Among the lines below, list those containing the string "forest".

[Dataset items]
....................

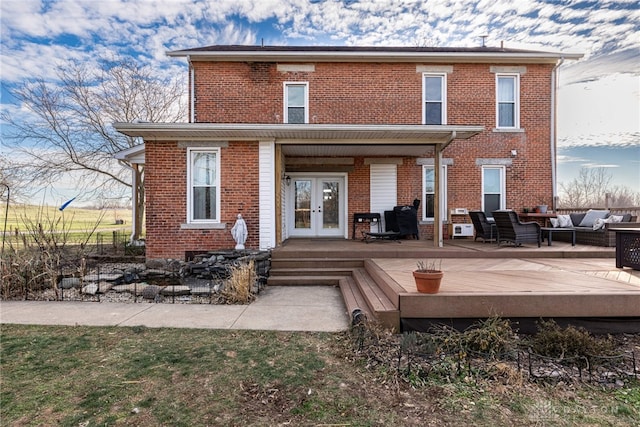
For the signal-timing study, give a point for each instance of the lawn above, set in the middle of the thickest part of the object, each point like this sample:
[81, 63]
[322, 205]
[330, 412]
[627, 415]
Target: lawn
[71, 225]
[75, 219]
[147, 377]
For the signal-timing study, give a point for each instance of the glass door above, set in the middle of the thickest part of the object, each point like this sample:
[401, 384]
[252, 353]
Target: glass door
[317, 207]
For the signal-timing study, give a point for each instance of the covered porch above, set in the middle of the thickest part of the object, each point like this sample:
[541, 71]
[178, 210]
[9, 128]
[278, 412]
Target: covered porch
[578, 284]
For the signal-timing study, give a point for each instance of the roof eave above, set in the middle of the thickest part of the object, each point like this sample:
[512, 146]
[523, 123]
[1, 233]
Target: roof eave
[309, 134]
[330, 56]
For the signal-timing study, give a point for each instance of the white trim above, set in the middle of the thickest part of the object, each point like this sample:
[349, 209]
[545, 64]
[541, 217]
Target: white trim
[285, 100]
[266, 195]
[503, 186]
[293, 68]
[516, 100]
[190, 219]
[383, 189]
[443, 95]
[442, 192]
[434, 69]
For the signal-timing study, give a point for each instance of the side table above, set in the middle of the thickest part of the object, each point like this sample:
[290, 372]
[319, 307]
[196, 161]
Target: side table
[627, 247]
[550, 230]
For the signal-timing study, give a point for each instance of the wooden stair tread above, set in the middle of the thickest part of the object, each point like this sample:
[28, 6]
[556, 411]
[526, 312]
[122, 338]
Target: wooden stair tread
[310, 271]
[353, 299]
[377, 299]
[303, 280]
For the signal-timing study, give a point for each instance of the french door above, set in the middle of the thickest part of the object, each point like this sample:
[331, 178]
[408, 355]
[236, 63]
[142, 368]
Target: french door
[316, 207]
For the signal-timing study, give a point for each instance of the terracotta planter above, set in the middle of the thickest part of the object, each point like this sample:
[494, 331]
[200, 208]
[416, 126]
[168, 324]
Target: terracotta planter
[428, 282]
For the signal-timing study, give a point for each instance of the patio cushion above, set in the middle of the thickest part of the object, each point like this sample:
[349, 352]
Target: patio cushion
[599, 223]
[564, 221]
[591, 216]
[576, 218]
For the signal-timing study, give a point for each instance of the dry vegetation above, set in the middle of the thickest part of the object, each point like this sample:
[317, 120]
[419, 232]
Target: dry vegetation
[363, 377]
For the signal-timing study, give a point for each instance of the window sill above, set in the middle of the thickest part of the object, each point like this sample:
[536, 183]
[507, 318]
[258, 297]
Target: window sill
[204, 226]
[431, 221]
[508, 130]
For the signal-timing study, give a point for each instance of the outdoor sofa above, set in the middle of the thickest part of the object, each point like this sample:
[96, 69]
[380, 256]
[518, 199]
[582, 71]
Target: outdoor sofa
[593, 226]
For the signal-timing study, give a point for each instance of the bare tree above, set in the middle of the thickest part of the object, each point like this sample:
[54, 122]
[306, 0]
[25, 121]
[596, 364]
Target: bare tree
[593, 188]
[69, 131]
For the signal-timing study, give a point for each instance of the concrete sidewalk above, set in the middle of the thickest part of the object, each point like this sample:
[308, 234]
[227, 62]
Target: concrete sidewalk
[280, 308]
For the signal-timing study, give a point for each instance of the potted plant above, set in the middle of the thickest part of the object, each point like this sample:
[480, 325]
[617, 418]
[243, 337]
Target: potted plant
[428, 276]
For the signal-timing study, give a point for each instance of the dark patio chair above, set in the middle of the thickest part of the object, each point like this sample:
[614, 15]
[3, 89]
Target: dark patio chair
[485, 230]
[510, 229]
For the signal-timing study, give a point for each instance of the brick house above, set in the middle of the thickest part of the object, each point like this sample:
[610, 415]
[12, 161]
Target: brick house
[298, 139]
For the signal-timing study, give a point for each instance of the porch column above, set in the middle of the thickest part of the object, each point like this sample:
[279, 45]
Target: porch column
[136, 222]
[437, 202]
[267, 193]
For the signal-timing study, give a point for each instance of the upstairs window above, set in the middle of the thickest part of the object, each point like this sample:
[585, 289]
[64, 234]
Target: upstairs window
[434, 99]
[204, 176]
[508, 100]
[296, 108]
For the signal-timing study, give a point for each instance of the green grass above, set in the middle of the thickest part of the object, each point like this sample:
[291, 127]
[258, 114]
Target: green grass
[147, 377]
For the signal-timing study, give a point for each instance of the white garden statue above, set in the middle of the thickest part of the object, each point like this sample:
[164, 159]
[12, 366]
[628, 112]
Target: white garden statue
[239, 232]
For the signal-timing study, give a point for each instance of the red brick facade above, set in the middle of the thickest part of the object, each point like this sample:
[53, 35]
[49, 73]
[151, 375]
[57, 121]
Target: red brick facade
[350, 93]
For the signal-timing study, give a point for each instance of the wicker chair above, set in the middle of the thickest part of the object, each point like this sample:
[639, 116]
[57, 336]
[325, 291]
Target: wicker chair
[510, 229]
[485, 230]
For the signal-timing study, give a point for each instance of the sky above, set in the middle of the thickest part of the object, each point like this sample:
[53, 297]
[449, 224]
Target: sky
[598, 96]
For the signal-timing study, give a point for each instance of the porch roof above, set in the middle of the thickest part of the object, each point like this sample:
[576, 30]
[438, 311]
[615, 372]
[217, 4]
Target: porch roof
[311, 139]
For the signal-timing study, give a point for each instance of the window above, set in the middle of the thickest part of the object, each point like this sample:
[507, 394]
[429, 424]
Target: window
[434, 99]
[296, 103]
[429, 187]
[493, 189]
[204, 176]
[508, 100]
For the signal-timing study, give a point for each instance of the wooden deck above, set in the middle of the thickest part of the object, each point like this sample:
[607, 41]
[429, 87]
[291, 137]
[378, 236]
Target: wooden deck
[481, 279]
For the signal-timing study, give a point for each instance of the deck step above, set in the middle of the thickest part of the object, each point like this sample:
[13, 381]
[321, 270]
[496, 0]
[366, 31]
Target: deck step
[384, 310]
[315, 263]
[353, 299]
[304, 280]
[373, 293]
[278, 272]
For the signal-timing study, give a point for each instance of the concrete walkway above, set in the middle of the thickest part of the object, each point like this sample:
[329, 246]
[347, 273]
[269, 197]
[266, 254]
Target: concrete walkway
[280, 308]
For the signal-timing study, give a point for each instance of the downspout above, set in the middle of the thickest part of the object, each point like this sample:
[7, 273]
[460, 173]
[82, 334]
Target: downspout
[135, 233]
[437, 165]
[554, 102]
[192, 92]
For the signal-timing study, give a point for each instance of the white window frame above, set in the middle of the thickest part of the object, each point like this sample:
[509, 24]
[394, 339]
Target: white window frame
[503, 187]
[190, 210]
[443, 192]
[443, 96]
[286, 86]
[516, 100]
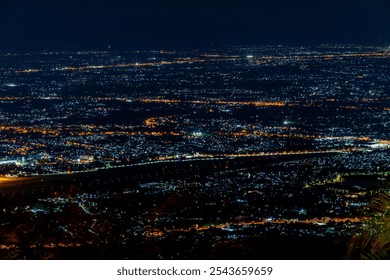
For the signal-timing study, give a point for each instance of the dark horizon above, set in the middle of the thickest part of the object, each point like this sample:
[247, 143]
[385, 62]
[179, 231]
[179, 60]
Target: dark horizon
[151, 24]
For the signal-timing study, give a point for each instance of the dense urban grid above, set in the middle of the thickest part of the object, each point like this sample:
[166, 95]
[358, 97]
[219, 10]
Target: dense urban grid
[239, 152]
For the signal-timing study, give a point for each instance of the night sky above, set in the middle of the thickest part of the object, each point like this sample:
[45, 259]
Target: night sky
[157, 24]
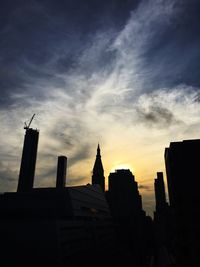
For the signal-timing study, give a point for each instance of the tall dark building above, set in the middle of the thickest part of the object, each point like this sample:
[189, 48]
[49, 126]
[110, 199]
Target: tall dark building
[28, 161]
[182, 167]
[61, 172]
[98, 171]
[160, 192]
[124, 196]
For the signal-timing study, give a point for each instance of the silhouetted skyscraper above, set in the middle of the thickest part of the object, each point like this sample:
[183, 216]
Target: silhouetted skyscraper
[160, 192]
[182, 167]
[98, 171]
[28, 161]
[61, 172]
[124, 196]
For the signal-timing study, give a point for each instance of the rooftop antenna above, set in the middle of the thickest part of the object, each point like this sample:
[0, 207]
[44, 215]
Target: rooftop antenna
[27, 126]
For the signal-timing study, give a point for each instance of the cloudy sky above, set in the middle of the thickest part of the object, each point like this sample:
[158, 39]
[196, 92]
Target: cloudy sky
[125, 74]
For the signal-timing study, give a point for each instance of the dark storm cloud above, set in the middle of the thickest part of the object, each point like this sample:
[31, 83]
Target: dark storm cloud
[41, 39]
[172, 52]
[156, 115]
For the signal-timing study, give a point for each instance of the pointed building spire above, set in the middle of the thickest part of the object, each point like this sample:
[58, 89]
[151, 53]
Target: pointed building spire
[98, 171]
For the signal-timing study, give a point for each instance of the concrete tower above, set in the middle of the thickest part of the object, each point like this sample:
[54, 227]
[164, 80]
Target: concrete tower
[28, 161]
[61, 172]
[98, 171]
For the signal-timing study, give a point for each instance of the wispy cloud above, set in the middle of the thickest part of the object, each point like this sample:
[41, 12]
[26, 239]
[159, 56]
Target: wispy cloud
[125, 84]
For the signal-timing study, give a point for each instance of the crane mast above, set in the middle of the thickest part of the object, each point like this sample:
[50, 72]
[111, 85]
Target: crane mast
[27, 126]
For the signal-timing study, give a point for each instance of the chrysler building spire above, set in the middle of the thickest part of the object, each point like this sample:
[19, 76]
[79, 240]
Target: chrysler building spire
[98, 171]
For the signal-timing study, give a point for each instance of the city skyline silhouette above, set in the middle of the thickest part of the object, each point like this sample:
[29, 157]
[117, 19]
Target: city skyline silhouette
[98, 72]
[77, 224]
[99, 115]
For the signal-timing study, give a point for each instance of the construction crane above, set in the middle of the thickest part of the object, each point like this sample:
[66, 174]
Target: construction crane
[27, 126]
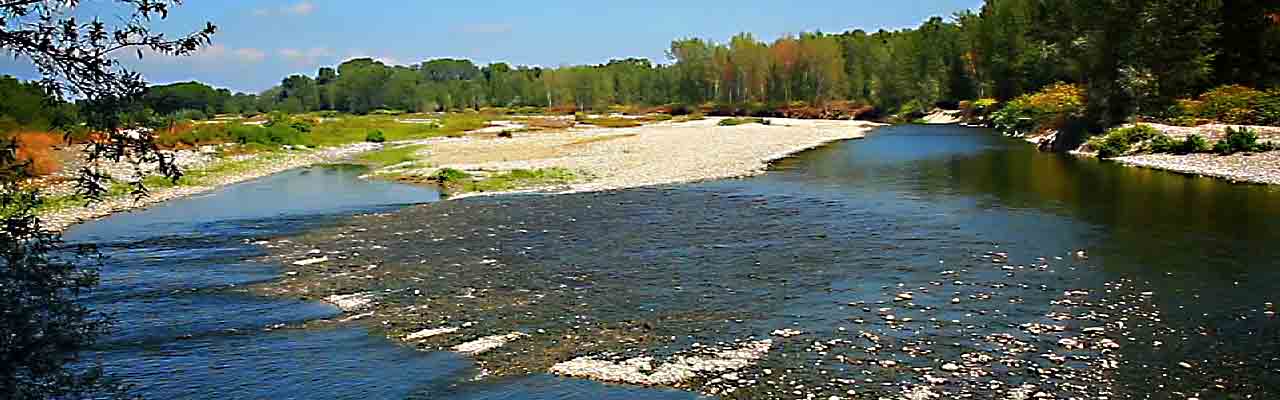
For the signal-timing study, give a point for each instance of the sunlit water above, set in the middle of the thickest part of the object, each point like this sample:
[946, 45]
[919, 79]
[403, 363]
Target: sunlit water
[792, 248]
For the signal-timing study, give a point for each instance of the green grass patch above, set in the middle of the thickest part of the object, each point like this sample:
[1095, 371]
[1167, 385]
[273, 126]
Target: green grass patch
[460, 181]
[357, 128]
[734, 122]
[609, 122]
[522, 178]
[392, 155]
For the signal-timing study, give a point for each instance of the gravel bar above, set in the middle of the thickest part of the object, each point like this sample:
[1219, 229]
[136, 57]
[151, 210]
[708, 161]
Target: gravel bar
[649, 155]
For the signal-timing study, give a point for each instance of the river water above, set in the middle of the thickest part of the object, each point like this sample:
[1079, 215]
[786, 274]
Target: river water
[986, 232]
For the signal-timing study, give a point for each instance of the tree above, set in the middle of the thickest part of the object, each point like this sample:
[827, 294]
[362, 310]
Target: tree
[42, 327]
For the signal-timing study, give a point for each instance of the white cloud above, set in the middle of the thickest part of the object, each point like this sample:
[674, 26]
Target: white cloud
[306, 57]
[485, 28]
[251, 55]
[209, 55]
[384, 59]
[302, 8]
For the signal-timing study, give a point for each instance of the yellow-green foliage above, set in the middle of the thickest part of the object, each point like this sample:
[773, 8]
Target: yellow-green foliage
[734, 122]
[1028, 113]
[611, 122]
[392, 155]
[522, 178]
[1230, 104]
[1121, 141]
[457, 180]
[351, 128]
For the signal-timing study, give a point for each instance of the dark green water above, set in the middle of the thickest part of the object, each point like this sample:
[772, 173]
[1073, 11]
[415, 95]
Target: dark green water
[1178, 269]
[1164, 278]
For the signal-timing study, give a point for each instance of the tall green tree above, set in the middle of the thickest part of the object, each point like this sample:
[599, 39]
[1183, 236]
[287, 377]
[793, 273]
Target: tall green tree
[42, 325]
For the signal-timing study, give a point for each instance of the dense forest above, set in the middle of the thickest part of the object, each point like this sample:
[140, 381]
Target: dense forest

....................

Written answer:
For the signal-timing study, give a point for each instance of the dense forest above, set in the middle of the thickest part of the object, each point like this sample:
Target: dense forest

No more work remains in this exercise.